No próximo dia 14 de julho, quatro jovens espiritanos farão a sua profissão religiosa no Vietname: três vietnamitas e um indiano. Eu tive a graça de os poder acompanhar numa semana de retiro, nesta reta final do seu noviciado.
Poder voltar à Ásia é, por si só, uma experiência entusiasmante. Poder testemunhar de perto o crescimento da missão, junto destes jovens, partilhando das suas alegrias e dificuldades, torna a experiência ainda mais enriquecedora. Claro que soube a pouco. Ainda não me tinha completamente ajustado às sete horas de diferença horária (sem falar no clima e tudo o resto…) e já era hora de regressar. Mas valeu a pena!
Curiosamente, recordo que nunca estive mais de duas ou três semanas seguidas no Vietname. No entanto, este é o país que, seguramente, mais páginas me gastou no passaporte. Sem nunca ter lá vivido ou trabalhado, sinto uma grande cumplicidade com esta missão. Mais do que carimbos no passaporte, aquilo que guardo são as marcas do Espírito que se vão desenhando nas páginas brancas da nossa missão no Oriente.
Quando parti em missão para Taiwan, há 15 anos atrás, éramos um pequeno grupo missionário a dar os primeiros passos. Poucos anos depois, passamos a caminhar de mãos dadas com o novo projeto do Vietname. Depois, foi a Índia. Hoje, aquele pequeno grupo é agora uma Província Espiritana que engloba Taiwan (e China), Vietname e Índia. Sob muitos aspetos, continua a ser um grupo pequenino. Mas é verdade que este grupo que “abraça” bem mais de um terço de toda a população mundial!

Linhas de um conjunto de dados de apontamento:
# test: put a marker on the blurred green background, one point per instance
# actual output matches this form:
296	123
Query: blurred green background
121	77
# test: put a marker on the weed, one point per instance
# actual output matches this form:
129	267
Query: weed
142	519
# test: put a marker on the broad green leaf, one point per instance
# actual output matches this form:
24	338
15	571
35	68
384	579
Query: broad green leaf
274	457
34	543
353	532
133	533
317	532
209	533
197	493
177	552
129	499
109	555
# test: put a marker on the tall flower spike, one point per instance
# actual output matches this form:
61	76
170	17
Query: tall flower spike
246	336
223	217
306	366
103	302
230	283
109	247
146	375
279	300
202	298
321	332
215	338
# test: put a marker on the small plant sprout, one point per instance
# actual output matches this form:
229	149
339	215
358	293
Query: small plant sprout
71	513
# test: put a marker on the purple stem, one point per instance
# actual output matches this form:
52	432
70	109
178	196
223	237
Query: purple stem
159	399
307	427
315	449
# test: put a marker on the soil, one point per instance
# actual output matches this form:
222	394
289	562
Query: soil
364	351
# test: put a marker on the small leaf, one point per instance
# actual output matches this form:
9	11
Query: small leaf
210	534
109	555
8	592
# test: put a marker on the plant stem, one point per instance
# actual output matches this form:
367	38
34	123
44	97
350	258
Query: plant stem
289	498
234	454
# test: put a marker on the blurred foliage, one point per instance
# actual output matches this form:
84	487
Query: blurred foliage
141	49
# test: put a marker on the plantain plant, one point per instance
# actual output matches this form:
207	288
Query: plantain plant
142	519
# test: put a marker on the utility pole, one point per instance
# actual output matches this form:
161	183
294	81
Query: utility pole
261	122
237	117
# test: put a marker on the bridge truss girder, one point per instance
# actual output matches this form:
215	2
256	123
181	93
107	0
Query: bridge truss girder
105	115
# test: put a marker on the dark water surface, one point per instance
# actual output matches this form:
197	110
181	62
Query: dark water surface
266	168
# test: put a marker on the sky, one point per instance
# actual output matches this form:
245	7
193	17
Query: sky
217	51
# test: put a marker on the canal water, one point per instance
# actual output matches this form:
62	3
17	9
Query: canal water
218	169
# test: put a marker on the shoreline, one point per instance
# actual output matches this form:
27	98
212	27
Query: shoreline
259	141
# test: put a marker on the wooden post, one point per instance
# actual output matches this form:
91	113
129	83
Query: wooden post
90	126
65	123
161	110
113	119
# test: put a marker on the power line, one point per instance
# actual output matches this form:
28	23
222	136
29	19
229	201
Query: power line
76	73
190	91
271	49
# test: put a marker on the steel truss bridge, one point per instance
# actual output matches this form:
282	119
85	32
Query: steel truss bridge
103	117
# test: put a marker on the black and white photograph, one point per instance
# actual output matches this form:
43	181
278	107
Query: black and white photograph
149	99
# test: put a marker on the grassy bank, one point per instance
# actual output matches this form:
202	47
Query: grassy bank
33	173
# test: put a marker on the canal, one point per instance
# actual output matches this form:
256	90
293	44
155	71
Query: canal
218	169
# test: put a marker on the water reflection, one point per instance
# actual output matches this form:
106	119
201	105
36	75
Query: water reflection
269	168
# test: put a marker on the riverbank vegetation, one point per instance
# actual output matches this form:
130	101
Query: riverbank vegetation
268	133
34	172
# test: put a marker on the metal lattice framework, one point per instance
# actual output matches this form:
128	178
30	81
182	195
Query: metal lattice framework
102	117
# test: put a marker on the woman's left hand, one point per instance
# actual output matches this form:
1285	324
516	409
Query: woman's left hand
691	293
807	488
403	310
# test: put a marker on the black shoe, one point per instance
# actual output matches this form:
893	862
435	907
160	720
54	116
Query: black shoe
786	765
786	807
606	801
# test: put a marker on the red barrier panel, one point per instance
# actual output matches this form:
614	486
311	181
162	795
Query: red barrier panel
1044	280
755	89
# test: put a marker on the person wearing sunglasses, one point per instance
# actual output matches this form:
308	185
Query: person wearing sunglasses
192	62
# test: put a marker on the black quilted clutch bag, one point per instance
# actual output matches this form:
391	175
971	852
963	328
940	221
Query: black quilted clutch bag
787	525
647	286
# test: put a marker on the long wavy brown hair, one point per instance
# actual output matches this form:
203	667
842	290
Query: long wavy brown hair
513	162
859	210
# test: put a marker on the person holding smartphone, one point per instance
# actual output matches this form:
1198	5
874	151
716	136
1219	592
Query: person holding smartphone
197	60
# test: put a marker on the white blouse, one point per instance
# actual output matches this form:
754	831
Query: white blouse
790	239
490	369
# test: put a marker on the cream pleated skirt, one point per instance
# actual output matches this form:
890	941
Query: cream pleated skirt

Tarefa: Transcreve por inteiro, sem mudar nada, o texto sobre os jovens espiritanos no Vietname.

Resposta:
No próximo dia 14 de julho, quatro jovens espiritanos farão a sua profissão religiosa no Vietname: três vietnamitas e um indiano. Eu tive a graça de os poder acompanhar numa semana de retiro, nesta reta final do seu noviciado.
Poder voltar à Ásia é, por si só, uma experiência entusiasmante. Poder testemunhar de perto o crescimento da missão, junto destes jovens, partilhando das suas alegrias e dificuldades, torna a experiência ainda mais enriquecedora. Claro que soube a pouco. Ainda não me tinha completamente ajustado às sete horas de diferença horária (sem falar no clima e tudo o resto…) e já era hora de regressar. Mas valeu a pena!
Curiosamente, recordo que nunca estive mais de duas ou três semanas seguidas no Vietname. No entanto, este é o país que, seguramente, mais páginas me gastou no passaporte. Sem nunca ter lá vivido ou trabalhado, sinto uma grande cumplicidade com esta missão. Mais do que carimbos no passaporte, aquilo que guardo são as marcas do Espírito que se vão desenhando nas páginas brancas da nossa missão no Oriente.
Quando parti em missão para Taiwan, há 15 anos atrás, éramos um pequeno grupo missionário a dar os primeiros passos. Poucos anos depois, passamos a caminhar de mãos dadas com o novo projeto do Vietname. Depois, foi a Índia. Hoje, aquele pequeno grupo é agora uma Província Espiritana que engloba Taiwan (e China), Vietname e Índia. Sob muitos aspetos, continua a ser um grupo pequenino. Mas é verdade que este grupo que “abraça” bem mais de um terço de toda a população mundial!